◆ Task directions
Repeat the following lines exactly and nothing else: the line containing "Target: distant vegetation" and each line after it through the end of the listing.

◆ Provided records
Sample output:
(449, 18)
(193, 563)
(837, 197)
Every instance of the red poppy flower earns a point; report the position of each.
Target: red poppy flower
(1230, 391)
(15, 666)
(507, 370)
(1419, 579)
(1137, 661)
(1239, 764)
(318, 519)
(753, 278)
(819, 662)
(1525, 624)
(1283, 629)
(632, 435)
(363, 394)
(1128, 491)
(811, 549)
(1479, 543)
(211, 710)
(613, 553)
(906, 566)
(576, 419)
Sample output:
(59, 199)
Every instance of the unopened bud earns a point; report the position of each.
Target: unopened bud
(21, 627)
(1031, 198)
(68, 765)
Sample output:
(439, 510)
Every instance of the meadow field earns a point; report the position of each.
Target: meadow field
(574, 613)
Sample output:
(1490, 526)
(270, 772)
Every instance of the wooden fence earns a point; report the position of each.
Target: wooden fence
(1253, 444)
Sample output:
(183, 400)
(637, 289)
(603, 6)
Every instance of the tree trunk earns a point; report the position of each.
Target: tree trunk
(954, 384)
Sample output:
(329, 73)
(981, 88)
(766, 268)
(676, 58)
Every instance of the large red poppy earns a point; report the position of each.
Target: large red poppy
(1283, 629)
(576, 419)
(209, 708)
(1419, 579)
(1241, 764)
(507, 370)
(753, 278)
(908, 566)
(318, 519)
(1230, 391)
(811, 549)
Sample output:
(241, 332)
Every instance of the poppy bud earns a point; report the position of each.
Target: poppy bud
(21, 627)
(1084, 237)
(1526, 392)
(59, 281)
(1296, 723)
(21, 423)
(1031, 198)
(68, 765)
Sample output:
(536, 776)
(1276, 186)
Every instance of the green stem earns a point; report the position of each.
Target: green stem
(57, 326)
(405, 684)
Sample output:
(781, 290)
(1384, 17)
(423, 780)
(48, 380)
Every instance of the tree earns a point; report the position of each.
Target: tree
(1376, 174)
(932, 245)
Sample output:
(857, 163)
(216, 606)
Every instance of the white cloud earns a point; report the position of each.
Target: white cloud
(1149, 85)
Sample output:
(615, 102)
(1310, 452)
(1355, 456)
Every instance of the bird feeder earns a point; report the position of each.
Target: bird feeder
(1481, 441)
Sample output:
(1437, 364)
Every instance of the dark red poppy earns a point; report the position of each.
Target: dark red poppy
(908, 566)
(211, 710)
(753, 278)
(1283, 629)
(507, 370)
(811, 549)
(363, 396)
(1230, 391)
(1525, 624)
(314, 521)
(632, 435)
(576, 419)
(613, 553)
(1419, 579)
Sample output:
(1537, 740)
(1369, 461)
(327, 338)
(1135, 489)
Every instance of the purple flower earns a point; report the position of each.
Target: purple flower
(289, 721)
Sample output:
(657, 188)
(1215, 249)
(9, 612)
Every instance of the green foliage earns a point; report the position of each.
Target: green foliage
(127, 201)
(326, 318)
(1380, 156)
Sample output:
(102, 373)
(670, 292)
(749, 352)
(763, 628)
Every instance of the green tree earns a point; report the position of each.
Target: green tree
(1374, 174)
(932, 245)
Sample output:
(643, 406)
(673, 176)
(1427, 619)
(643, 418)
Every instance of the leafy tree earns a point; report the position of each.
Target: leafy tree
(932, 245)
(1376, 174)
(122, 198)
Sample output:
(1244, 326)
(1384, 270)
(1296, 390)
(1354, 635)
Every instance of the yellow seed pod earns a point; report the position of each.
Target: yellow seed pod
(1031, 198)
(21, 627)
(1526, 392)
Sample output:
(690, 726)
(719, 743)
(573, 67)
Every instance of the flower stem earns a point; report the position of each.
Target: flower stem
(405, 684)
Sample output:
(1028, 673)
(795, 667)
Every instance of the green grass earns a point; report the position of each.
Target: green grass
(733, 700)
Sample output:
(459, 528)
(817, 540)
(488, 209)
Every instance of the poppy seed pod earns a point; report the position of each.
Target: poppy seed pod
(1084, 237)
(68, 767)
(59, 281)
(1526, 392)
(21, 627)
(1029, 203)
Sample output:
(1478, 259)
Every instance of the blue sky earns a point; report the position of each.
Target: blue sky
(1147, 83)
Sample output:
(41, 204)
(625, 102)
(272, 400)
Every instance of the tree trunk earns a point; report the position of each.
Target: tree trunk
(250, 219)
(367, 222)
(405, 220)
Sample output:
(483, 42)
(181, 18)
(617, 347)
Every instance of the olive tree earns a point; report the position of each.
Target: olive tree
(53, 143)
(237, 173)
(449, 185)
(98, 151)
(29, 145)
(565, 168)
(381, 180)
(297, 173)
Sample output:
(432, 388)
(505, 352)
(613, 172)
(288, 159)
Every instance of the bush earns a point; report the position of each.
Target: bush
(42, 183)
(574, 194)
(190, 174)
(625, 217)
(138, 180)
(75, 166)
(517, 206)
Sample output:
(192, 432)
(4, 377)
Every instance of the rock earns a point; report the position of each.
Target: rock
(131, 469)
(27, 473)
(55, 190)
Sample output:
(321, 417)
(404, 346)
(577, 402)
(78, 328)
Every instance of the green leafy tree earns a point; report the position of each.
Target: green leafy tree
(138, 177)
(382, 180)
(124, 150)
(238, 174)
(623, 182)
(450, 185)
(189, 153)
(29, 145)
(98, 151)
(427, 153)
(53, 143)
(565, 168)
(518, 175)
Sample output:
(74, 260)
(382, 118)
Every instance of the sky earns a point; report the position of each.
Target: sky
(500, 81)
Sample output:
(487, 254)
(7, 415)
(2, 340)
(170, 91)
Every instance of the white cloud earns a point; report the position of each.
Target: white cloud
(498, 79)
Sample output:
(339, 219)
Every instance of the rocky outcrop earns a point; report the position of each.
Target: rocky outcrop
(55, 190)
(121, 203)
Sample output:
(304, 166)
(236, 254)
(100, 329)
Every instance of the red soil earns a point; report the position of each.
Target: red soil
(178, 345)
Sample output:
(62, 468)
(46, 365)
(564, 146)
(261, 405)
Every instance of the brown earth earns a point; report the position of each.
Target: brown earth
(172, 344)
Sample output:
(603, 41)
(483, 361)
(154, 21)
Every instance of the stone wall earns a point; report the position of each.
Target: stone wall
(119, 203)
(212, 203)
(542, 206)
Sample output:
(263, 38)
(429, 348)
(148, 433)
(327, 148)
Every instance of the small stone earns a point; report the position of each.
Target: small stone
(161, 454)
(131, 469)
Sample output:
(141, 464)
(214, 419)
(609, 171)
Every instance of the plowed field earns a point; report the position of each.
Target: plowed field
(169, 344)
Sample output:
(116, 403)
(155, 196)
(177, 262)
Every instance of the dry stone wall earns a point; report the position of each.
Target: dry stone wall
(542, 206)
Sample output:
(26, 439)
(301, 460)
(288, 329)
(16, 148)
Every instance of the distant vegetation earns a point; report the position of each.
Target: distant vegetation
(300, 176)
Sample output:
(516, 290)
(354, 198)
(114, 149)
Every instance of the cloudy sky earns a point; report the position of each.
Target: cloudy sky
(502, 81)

◆ Exercise answer
Target: distant vegetation
(300, 176)
Sample output:
(516, 290)
(354, 198)
(114, 149)
Every instance of the cloudy sky earns a point; report the position of each.
Target: cloudy sky
(502, 81)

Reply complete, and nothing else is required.